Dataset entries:

------------------------------------------------------------

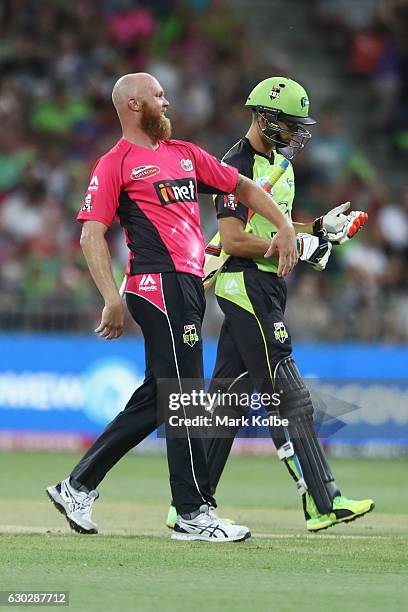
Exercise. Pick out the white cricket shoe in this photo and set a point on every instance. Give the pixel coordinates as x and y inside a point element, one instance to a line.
<point>75,505</point>
<point>207,526</point>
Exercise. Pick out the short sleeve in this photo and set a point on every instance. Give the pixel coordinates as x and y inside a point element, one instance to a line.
<point>102,196</point>
<point>213,175</point>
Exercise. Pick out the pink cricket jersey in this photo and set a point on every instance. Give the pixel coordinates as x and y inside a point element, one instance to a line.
<point>154,196</point>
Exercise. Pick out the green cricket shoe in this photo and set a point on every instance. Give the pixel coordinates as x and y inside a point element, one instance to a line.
<point>347,510</point>
<point>344,511</point>
<point>314,520</point>
<point>172,517</point>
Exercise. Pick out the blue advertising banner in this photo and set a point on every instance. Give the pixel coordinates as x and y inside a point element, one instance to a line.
<point>60,391</point>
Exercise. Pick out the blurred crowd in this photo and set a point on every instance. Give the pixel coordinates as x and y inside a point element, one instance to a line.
<point>58,63</point>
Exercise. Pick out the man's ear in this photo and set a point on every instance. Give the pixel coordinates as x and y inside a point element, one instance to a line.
<point>134,104</point>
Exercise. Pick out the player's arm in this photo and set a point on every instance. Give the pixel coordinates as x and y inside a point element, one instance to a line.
<point>236,241</point>
<point>284,241</point>
<point>96,252</point>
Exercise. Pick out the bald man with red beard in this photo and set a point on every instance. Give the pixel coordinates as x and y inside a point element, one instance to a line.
<point>150,183</point>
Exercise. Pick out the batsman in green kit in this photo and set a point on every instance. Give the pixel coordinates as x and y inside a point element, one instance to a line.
<point>254,348</point>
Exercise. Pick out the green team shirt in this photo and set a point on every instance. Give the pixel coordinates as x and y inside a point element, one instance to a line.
<point>257,167</point>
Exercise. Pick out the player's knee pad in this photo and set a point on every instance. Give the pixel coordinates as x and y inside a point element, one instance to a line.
<point>302,451</point>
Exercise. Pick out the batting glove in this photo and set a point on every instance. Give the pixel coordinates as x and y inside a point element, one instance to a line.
<point>340,227</point>
<point>314,250</point>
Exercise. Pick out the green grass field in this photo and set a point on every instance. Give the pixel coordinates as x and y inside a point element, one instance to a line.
<point>133,565</point>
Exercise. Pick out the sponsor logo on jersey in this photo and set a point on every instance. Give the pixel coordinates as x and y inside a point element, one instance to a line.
<point>231,286</point>
<point>176,191</point>
<point>190,335</point>
<point>147,283</point>
<point>280,332</point>
<point>94,184</point>
<point>87,206</point>
<point>187,165</point>
<point>274,94</point>
<point>230,201</point>
<point>143,172</point>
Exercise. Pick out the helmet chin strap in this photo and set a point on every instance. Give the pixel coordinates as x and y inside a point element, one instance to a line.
<point>272,133</point>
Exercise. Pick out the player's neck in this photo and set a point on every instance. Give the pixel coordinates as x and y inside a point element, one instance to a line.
<point>257,142</point>
<point>139,137</point>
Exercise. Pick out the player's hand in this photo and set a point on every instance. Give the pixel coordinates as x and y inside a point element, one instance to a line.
<point>112,321</point>
<point>285,243</point>
<point>314,250</point>
<point>339,226</point>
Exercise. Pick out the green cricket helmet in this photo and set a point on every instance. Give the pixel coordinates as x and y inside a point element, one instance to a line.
<point>282,99</point>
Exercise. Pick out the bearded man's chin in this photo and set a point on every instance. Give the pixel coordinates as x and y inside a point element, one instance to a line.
<point>166,128</point>
<point>158,128</point>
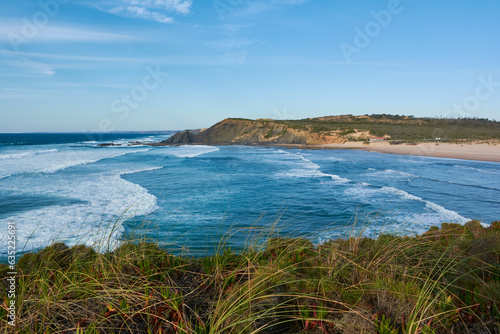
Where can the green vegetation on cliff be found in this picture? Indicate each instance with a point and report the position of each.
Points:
(403, 127)
(445, 281)
(338, 129)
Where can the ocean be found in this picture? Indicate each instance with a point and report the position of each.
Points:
(63, 187)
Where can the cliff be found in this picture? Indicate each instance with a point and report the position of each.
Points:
(247, 132)
(339, 129)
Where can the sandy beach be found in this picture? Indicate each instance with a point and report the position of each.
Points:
(469, 151)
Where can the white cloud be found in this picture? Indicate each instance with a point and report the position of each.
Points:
(257, 7)
(153, 10)
(60, 33)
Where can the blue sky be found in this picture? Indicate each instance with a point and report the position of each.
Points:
(76, 65)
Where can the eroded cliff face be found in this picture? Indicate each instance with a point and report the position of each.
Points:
(247, 132)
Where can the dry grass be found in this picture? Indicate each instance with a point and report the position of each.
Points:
(447, 280)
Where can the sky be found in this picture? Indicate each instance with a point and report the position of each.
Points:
(137, 65)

------------------------------------------------------------

■ **Exercise directions**
Locate the lines above that contain "report" and copy them.

■ **Task output**
Where can the green vegetation on cliff be found in this picture? Indicate each instance with a point and report the position of each.
Where can the ocean be found in this picture? Indicate each instance with a point and report the position of each.
Where can the cliff be found in this picture? Indicate each instance with a point and report the position of each.
Where can the sandy beach be found in this picture? Indicate each instance with a point and report the position of each.
Where can the white cloud be found in this picture? Indicate each instance with a point and report the position of each.
Where can the blue sky be found in this picture? Indicate each instance with a point and report the position of each.
Where can the eroded cliff face be found in this picture? Indicate each instance with a point and report the position of each.
Where can the dry grass be found in this picture? Indicate each instance with a point and report the position of each.
Where can the sky be found in this picture? Indicate each instance with a point and report the position of each.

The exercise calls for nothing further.